[DATASET ENTRIES start]

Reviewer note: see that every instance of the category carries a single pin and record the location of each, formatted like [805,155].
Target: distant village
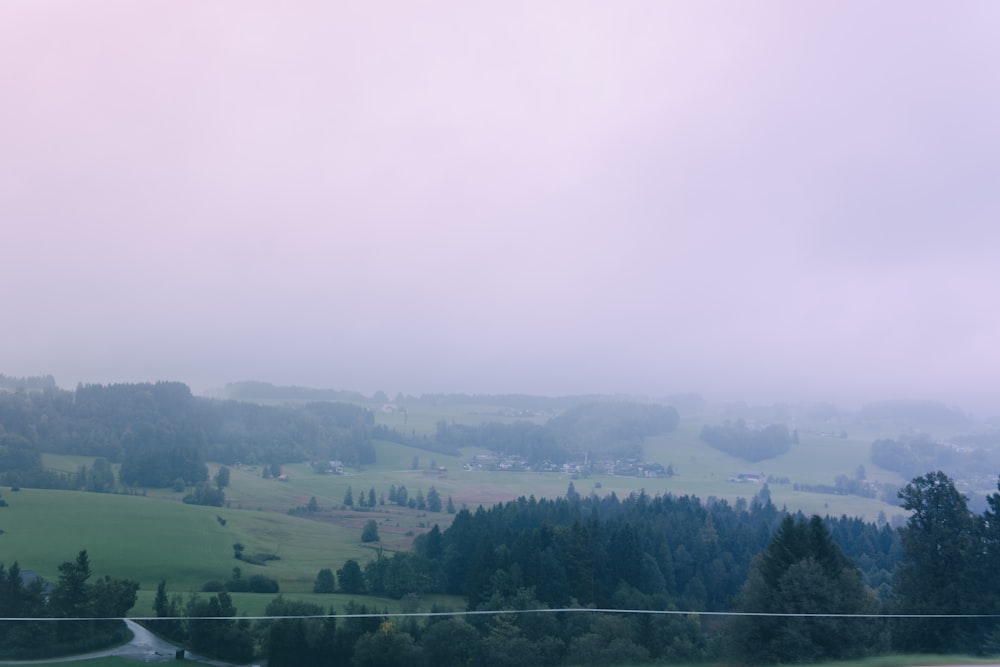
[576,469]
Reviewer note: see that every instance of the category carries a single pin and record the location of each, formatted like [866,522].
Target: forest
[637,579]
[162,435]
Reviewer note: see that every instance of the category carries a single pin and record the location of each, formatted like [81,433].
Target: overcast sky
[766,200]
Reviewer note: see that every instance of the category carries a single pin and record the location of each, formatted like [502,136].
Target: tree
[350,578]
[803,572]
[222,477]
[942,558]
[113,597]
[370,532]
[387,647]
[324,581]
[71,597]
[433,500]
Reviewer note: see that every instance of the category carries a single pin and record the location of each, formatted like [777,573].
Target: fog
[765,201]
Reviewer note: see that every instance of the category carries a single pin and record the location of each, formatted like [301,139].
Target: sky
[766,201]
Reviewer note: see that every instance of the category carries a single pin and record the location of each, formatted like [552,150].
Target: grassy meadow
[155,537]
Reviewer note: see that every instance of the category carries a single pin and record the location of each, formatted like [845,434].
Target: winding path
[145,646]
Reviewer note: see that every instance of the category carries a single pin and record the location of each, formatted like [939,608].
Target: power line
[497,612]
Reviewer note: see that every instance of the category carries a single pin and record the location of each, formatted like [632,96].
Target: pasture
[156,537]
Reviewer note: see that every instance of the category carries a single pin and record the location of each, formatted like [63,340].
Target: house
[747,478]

[DATASET ENTRIES end]
[DATASET ENTRIES start]

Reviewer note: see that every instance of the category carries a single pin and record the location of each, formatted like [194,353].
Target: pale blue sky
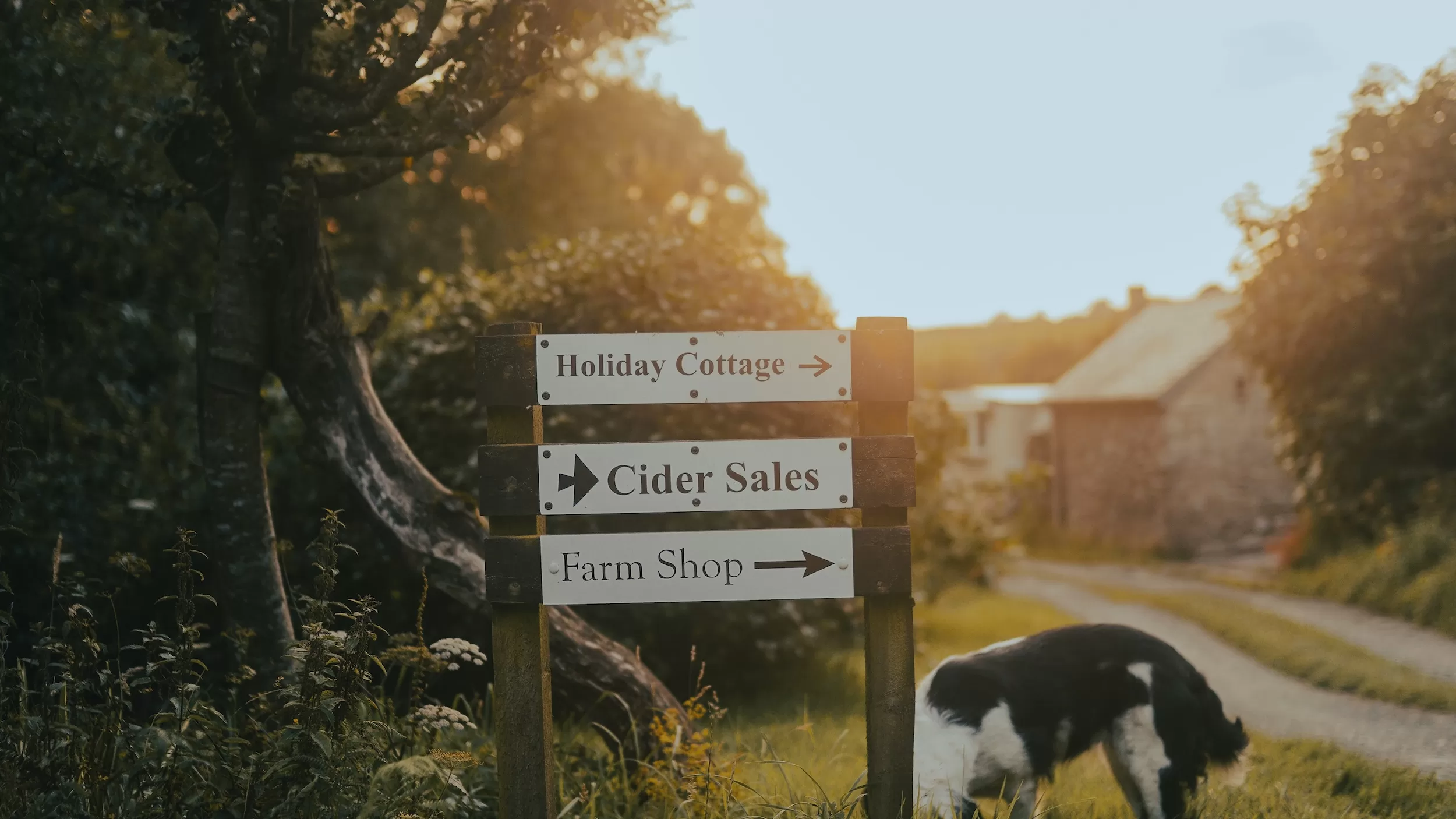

[DATASET ENTRIES end]
[DATASET ENTRIES start]

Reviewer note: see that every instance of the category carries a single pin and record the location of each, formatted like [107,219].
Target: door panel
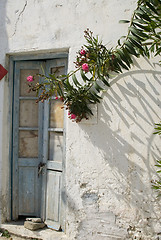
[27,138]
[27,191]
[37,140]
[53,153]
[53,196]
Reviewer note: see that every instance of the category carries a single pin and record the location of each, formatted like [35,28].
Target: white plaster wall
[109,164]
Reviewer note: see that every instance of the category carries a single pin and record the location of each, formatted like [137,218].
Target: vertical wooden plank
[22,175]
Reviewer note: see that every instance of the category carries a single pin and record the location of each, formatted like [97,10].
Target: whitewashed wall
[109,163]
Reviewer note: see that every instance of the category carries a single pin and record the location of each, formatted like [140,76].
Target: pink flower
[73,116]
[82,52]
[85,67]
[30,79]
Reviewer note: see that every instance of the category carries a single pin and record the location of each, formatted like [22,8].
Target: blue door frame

[DATASET ENTRIES end]

Quote word for word the lines in the records above, beginning with the line that contains "formatted like [194,353]." and continuing through the line that contains "Target: pale blue sky".

Reviewer note: see that every instance of the category carries a single pin and record the location of each, formatted like [194,353].
Target: pale blue sky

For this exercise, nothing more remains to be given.